Start of The data

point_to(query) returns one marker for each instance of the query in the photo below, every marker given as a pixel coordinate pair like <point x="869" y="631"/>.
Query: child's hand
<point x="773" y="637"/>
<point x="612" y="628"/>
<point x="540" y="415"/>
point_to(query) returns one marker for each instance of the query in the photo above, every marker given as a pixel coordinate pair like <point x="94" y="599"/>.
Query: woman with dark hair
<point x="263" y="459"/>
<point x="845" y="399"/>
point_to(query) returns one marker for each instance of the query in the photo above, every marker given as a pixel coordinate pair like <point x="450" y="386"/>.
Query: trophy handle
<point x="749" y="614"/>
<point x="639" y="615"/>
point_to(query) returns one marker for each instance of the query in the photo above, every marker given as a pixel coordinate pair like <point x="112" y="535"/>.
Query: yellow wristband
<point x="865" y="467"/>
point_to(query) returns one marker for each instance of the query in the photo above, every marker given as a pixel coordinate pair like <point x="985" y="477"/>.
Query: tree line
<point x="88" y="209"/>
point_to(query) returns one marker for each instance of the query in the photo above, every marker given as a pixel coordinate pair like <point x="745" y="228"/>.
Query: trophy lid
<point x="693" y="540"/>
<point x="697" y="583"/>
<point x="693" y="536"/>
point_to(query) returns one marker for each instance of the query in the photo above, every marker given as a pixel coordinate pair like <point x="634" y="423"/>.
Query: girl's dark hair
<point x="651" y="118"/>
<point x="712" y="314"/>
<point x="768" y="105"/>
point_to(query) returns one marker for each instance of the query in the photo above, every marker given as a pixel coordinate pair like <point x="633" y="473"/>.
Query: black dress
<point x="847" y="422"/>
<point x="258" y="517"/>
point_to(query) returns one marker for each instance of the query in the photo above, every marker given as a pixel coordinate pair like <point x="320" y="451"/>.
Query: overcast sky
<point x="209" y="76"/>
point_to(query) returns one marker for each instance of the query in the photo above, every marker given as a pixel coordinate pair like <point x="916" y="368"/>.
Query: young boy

End of The data

● **Task to carry out**:
Nothing but the lines from the one holding "Query: girl's dark hair" to the end of the entries should be returned, each exactly as it stands.

● **Exercise solution**:
Query: girl's dark hair
<point x="651" y="118"/>
<point x="712" y="314"/>
<point x="768" y="105"/>
point_to(query) returns one marker for each instance of the query in the photo above, every marker given as a pixel coordinate pair like <point x="633" y="473"/>.
Query: black dress
<point x="847" y="422"/>
<point x="258" y="517"/>
point_to(query) returns one marker for each instance of the query in the photo above, every marker given as a pixel coordinate pair like <point x="320" y="451"/>.
Query: overcast sky
<point x="209" y="76"/>
point_to(query) returns one marker for each instance of the query in the photo above, every marker given as a pixel coordinate pair like <point x="916" y="368"/>.
Query: young boy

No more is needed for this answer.